■ Instructions to follow
Keep only the lines below that contain the word "brown". Matching is case-sensitive.

■ Information shown
#####

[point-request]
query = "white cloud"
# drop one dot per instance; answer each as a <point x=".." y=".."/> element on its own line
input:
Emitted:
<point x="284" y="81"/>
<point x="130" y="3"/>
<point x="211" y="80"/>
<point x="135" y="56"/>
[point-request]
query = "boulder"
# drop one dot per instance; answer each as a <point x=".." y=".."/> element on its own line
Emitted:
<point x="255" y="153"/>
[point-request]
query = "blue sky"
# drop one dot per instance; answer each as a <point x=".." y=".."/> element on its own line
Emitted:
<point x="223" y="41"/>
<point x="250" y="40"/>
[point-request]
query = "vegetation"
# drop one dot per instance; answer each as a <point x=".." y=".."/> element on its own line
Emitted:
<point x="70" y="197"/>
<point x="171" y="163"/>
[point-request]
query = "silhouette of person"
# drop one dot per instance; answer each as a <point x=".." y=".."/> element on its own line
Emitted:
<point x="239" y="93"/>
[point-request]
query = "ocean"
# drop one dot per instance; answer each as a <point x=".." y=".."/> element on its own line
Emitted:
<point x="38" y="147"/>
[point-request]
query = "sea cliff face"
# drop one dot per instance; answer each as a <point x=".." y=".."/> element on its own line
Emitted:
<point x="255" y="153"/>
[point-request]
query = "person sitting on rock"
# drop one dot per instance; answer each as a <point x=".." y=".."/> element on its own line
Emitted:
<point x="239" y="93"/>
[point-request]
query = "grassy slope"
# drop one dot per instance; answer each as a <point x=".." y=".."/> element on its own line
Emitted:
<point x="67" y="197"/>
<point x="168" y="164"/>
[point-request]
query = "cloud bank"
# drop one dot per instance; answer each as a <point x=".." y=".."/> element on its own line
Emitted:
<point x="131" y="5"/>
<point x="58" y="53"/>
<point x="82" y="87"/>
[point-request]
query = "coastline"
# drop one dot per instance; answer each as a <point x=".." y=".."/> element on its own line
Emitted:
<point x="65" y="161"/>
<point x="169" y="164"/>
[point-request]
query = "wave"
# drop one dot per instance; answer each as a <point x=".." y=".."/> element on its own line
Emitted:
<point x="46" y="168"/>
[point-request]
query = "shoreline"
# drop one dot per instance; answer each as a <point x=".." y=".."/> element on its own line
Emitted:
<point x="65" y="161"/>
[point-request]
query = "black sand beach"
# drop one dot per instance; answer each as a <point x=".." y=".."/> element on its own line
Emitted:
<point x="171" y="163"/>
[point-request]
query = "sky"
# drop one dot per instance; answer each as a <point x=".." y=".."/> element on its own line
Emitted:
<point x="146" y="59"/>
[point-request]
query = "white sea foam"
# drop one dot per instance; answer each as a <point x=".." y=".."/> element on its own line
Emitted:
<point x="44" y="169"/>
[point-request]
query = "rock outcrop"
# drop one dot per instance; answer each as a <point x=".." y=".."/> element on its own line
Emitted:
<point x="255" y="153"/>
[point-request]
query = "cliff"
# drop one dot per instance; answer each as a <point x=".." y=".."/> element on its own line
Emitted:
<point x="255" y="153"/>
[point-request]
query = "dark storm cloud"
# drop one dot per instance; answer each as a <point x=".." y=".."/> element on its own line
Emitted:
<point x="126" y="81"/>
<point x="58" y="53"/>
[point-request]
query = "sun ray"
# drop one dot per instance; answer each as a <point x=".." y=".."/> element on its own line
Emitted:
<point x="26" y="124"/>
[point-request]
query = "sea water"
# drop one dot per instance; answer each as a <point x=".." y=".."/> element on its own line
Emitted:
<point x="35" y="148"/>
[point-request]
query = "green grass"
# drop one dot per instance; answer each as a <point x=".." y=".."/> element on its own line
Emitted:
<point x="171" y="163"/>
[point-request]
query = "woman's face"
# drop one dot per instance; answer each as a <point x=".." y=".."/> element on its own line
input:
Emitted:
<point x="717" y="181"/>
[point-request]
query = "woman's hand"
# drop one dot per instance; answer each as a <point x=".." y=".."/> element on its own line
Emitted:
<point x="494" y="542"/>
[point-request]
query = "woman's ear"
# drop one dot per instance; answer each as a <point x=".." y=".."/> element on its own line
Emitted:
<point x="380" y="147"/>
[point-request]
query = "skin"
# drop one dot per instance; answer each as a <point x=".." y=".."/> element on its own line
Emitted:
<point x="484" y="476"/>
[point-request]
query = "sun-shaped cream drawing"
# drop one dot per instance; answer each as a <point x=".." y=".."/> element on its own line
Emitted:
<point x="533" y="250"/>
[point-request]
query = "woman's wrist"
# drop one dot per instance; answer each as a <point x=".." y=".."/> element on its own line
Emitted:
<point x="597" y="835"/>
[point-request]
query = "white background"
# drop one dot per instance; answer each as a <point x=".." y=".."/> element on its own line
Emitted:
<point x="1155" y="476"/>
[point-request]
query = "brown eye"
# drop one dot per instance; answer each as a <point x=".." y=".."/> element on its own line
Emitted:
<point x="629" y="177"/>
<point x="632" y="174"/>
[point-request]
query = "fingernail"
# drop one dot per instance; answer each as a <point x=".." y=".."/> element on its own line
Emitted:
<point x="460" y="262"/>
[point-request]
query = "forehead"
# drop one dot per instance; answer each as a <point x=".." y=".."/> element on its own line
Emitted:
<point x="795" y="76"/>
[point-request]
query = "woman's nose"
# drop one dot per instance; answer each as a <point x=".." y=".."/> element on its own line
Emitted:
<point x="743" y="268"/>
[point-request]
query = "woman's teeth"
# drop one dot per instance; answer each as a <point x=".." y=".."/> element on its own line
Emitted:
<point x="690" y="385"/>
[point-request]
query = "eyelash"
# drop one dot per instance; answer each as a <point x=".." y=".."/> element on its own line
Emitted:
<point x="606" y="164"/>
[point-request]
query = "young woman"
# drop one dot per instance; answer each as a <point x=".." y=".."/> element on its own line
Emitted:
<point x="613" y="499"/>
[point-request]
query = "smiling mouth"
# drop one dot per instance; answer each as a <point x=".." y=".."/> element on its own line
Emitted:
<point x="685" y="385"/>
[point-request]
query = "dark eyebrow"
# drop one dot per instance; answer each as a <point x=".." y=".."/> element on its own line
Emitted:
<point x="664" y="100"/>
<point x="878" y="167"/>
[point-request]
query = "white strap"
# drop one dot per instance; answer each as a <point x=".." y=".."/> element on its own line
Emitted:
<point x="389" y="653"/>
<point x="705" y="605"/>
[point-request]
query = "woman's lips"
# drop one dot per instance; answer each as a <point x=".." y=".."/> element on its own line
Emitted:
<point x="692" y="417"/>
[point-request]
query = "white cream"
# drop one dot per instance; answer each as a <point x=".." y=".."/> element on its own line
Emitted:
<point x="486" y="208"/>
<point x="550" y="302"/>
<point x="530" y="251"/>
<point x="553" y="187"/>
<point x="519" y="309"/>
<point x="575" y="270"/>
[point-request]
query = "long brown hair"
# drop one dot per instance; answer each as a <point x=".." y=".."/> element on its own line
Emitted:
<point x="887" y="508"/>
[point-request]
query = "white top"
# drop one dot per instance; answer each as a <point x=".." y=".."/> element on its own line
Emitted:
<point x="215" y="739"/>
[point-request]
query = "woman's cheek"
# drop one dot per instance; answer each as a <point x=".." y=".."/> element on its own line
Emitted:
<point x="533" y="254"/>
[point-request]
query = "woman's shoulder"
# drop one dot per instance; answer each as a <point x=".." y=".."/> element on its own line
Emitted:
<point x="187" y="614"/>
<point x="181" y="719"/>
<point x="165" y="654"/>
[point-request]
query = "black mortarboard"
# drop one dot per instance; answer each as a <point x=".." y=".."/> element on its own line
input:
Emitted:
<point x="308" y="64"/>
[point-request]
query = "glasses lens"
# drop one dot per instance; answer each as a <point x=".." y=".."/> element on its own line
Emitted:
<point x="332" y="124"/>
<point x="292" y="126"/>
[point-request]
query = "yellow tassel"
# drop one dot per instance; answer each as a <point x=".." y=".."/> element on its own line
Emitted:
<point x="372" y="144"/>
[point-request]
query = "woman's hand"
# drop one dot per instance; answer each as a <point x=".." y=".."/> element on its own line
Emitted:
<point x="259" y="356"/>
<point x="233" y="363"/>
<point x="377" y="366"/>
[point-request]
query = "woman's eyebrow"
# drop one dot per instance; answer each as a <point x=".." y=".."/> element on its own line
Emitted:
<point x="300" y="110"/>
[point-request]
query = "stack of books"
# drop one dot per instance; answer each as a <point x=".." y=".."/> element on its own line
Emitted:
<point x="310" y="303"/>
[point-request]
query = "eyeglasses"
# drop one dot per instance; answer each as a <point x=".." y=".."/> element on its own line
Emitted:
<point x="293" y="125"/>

#####

■ Right answer
query = "brown eye"
query = "long brown hair"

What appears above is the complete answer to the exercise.